练习任务 A
请原样返回记录中从包含“Target = tall tree trunk”的那一行起直到记录末尾的这一段,首尾两行都包括在内。

[笔记]Delphi实现获取字符串相似度

维基百科对字符串相似度(Damerau–Levenshtein distance)的定义是:

In information theory and computer science, the Damerau–Levenshtein distance (named after Frederick J. Damerau and Vladimir I. Levenshtein) is a "distance" (string metric) between two strings, i.e., finite sequence of symbols, given by counting the minimum number of operations needed to transform one string into the other, where an operation is defined as an insertion, deletion, or substitution of a single character, or atransposition of two adjacent characters. In his seminal paper[1], Damerau not only distinguished these four edit operations but also stated that they correspond to more than 80% of all human misspellings. Damerau's paper considered only misspellings that could be corrected with at most one edit operation. The corresponding edit distance, i.e., dealing with multiple edit operations, known as the Levenshtein distance, was introduced by Levenshtein,[2] but it did not include transpositions in the set of basic operations. The name Damerau–Levenshtein distance is used to refer to the edit distance that allows multiple edit operations including transpositions, although it is not clear whether the term Damerau–Levenshtein distanceis sometimes used in some sources as to take into account non-adjacent transpositions or not.

简单翻译下,两个字符序列的DL距离,就是从一个变换到另一个的最小操作次数。这个变换包括插入一个字符删除一个字符替换一个字符、或互换两个相邻字符

而所谓“编辑距离(edit distance,或叫Levenshtein distance)”,并不包含互换两个相邻字符

主要应用是在字符拼写检查上,当然也可以用在其他地方,比方不少输入法就提供类似的校正功能(搜狗拼音输入法即实现了此功能)。

看起来简单,实现还是有一定困难的,好在有牛人已经做好相应的函数,如 KambizHow to match two strings approximately 中提供了两个函数:

计算DL距离的函数DamerauLevenshteinDistance(Str1, Str2)

练习任务 B
根据上面关于字符串相似度的文本,回答:
(i) DL距离所说的变换包括哪几种操作?
(ii) 编辑距离不包含哪一种操作?
(iii) 文中举出哪个输入法实现了类似的校正功能?

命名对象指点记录

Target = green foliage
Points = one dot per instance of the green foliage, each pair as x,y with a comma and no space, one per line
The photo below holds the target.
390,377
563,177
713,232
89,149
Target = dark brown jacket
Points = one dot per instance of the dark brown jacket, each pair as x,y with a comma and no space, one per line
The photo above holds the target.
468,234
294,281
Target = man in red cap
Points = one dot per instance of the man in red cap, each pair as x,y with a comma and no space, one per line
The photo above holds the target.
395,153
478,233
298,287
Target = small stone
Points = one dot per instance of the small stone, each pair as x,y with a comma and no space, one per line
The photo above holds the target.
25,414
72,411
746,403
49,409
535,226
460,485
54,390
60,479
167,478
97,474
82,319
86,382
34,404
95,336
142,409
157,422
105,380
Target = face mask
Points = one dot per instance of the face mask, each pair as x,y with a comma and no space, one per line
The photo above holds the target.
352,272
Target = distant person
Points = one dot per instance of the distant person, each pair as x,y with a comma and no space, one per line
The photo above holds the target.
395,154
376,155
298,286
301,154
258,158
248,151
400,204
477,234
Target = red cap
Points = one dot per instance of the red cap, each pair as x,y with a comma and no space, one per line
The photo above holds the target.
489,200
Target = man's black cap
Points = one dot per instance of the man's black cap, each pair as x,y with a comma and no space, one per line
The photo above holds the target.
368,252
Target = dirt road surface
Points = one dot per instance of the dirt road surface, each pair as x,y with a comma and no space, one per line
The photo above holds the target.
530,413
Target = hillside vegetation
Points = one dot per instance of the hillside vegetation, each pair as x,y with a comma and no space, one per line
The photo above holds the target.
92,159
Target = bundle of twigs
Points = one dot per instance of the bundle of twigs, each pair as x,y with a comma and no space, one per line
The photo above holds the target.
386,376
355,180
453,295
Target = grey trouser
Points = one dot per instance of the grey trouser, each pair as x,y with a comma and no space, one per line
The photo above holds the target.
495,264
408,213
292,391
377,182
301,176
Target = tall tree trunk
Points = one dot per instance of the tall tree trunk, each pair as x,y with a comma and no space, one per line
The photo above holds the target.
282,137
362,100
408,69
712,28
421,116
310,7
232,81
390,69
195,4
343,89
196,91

参考解答 A
Target = tall tree trunk
Points = one dot per instance of the tall tree trunk, each pair as x,y with a comma and no space, one per line
The photo above holds the target.
282,137
362,100
408,69
712,28
421,116
310,7
232,81
390,69
195,4
343,89
196,91

参考解答 B
(i) 插入一个字符、删除一个字符、替换一个字符,或互换两个相邻字符。
(ii) 互换两个相邻字符。
(iii) 搜狗拼音输入法。